--- Excerpt to read ---
7
votes

There are two separate annotations to perform dependency injection by name in Spring, javax.annotation.Resource and javax.inject.Named. The documentation at Spring indicates @Resource should be used for injection by name:

If you intend to express annotation-driven injection by name, do not primarily use @Autowired, even if is technically capable of referring to a bean name through @Qualifier values. Instead, use the JSR-250 @Resource annotation, which is semantically defined to identify a specific target component by its unique name, with the declared type being irrelevant for the matching process.

The above is a bit confusing, as Spring is only advocating @Resource instead of @Autowired combined with @Qualifer. There is no mention of @Named until later in the documentation.

JSR-250 defines @Resource, whereas JSR-330 defines @Inject and @Named. I know they can be mixed-and-matched within Spring fairly easily. Which JSR to use?

It seems like portability with Guice and CDI would be nice, and hence to use the JSR-330 annotations. On the other hand, the documentation also points out at a couple of limitations within Spring when using JSR-330 annotations.

What is the best practice (if there is one) for annotation injection-by-name?

--- Work request 1 ---
Translate this sentence from the question on Spring injection by name into Spanish: "JSR-250 defines @Resource, whereas JSR-330 defines @Inject and @Named."
--- Work request 2 ---
Write a few more sentences for the question on Spring injection by name, picking up after its last line.

[Stored items]
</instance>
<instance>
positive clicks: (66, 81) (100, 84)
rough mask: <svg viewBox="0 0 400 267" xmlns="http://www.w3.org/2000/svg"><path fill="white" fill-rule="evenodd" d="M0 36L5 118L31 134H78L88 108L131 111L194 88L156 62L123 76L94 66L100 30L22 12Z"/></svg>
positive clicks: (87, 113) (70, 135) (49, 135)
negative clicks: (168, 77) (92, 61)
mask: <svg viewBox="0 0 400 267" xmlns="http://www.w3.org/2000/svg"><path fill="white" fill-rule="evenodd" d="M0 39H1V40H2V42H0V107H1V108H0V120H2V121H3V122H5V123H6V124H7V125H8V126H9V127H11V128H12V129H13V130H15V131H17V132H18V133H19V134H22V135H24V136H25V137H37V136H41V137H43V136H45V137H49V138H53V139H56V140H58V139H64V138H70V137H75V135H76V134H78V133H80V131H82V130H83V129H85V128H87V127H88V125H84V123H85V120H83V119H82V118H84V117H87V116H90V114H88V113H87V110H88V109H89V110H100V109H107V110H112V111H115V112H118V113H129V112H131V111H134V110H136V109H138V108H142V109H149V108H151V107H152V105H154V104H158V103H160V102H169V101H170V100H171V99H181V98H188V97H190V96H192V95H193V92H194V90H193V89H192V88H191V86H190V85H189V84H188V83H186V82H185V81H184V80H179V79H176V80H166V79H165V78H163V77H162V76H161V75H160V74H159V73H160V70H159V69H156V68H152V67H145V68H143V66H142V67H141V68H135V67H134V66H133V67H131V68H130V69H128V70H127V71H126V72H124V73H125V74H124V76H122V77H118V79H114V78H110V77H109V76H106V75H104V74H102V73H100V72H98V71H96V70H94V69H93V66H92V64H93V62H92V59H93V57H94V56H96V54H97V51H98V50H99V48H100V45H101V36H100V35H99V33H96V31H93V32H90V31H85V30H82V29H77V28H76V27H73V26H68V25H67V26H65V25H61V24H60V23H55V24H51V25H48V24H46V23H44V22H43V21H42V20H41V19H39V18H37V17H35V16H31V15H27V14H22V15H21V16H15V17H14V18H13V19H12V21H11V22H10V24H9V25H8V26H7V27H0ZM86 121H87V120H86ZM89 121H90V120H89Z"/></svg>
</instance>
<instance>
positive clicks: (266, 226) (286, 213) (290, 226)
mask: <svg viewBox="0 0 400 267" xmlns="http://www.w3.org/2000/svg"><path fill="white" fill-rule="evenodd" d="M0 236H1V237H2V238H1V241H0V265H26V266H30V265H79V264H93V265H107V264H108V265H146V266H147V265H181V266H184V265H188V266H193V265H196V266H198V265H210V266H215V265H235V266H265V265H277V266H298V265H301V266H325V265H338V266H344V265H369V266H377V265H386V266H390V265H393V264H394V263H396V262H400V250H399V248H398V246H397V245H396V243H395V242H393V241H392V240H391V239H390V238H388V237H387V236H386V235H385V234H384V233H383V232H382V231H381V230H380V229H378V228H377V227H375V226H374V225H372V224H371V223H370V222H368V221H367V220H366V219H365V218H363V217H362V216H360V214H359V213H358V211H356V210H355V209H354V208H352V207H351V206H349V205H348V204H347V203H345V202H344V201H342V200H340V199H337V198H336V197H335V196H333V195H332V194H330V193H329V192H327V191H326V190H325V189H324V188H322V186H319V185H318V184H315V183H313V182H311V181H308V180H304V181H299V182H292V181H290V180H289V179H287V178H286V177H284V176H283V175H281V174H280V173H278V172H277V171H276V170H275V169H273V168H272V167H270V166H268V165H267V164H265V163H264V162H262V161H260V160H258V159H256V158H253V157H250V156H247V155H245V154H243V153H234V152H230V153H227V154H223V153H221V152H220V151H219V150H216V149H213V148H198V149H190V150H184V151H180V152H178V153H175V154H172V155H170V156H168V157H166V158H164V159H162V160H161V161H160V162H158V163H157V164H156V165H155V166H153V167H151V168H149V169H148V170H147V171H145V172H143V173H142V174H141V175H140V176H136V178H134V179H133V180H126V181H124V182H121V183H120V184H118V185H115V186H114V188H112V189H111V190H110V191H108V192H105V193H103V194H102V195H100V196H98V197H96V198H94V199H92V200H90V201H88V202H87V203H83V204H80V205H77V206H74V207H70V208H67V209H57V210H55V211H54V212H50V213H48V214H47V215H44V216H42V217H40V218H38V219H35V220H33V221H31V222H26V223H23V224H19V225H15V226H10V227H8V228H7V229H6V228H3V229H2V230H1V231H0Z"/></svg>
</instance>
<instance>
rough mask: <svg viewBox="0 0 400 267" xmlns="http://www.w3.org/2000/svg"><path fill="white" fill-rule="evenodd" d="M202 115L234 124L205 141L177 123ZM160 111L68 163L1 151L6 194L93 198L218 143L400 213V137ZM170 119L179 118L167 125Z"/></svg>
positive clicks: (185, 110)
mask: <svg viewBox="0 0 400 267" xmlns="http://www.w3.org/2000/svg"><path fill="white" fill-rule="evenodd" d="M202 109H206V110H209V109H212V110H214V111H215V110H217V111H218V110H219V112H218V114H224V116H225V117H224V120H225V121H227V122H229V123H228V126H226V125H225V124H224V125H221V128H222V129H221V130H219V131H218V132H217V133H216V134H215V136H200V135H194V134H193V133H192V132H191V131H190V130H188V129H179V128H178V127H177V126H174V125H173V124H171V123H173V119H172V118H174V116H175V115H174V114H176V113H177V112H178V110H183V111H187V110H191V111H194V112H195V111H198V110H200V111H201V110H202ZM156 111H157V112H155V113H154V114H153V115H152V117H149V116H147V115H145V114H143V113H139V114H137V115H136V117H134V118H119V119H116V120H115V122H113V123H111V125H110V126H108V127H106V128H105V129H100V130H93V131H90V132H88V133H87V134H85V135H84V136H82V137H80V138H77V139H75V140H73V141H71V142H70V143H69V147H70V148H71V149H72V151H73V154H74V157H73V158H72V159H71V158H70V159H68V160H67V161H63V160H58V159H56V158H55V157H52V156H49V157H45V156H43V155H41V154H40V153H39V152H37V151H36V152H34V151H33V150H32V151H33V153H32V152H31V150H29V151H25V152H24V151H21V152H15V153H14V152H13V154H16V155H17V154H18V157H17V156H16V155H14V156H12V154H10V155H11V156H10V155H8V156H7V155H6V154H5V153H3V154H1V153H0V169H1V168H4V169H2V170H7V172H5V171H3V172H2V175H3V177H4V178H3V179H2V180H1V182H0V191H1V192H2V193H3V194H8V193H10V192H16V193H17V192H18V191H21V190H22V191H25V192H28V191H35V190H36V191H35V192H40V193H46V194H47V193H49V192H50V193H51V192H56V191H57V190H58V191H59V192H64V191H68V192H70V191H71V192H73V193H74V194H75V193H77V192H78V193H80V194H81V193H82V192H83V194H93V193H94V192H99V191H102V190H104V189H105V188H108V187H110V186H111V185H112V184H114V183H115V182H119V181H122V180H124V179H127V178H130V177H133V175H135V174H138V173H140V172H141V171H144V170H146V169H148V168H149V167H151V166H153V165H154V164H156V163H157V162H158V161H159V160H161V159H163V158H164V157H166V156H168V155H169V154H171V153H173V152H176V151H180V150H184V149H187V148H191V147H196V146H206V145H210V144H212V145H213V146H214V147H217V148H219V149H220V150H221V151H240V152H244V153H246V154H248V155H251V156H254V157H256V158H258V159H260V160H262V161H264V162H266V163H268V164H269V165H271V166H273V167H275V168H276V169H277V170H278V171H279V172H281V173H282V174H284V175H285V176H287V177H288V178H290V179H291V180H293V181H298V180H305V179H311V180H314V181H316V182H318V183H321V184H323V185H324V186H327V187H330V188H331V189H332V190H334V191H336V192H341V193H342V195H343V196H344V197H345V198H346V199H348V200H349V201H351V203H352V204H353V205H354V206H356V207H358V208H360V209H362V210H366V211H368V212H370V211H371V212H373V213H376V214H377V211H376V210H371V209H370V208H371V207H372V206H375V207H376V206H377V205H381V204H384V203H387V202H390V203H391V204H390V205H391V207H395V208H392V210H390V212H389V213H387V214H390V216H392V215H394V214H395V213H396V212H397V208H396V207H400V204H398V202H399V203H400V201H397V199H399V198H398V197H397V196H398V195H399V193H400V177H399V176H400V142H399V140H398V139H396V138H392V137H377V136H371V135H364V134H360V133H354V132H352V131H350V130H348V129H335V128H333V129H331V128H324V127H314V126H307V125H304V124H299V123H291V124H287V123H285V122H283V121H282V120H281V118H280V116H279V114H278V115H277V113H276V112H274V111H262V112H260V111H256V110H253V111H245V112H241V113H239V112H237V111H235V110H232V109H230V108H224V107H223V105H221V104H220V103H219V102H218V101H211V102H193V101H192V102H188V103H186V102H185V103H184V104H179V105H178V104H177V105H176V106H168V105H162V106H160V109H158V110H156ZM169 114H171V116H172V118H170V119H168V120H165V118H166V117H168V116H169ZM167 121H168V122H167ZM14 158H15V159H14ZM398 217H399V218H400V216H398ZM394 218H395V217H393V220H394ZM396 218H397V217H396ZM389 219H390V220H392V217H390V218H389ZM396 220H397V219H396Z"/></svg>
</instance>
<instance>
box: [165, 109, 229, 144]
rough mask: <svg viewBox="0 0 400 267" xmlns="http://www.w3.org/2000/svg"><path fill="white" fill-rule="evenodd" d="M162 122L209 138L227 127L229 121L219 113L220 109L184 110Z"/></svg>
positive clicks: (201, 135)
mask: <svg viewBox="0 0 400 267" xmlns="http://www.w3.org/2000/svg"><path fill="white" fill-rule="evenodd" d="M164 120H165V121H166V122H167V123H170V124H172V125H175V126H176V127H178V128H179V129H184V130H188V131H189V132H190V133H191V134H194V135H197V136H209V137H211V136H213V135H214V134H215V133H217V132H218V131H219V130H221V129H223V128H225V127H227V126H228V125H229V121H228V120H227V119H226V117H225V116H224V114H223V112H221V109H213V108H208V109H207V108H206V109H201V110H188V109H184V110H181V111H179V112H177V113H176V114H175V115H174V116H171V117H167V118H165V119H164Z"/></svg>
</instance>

--- Exercise result 1 ---
JSR-250 define @Resource, mientras que JSR-330 define @Inject y @Named.

--- Exercise result 2 ---
Thank you.

1
The limitations mentioned just refer to how Spring will use those annotations, and how the annotations that Spring introduces are much more robust for working with Spring specifically.nicholas.hauschild
The limitations do not seem all that onerous. Though they do exist. It seems a lot of this would be simpler if Spring had also adopted the additional CDI annotations.Saish

1 Answers

1
votes

@Resource is older and is supported since Spring 2.5 while @Named support has been added in Spring 3.0 and both of them can be used to achieve the same purpose of injection-by-name.

When using Spring, my concerns for preferring one over the other would be backward compatibility with Spring 2.5 and whether javax.inject can be added/assumed-to-be on the classpath or not.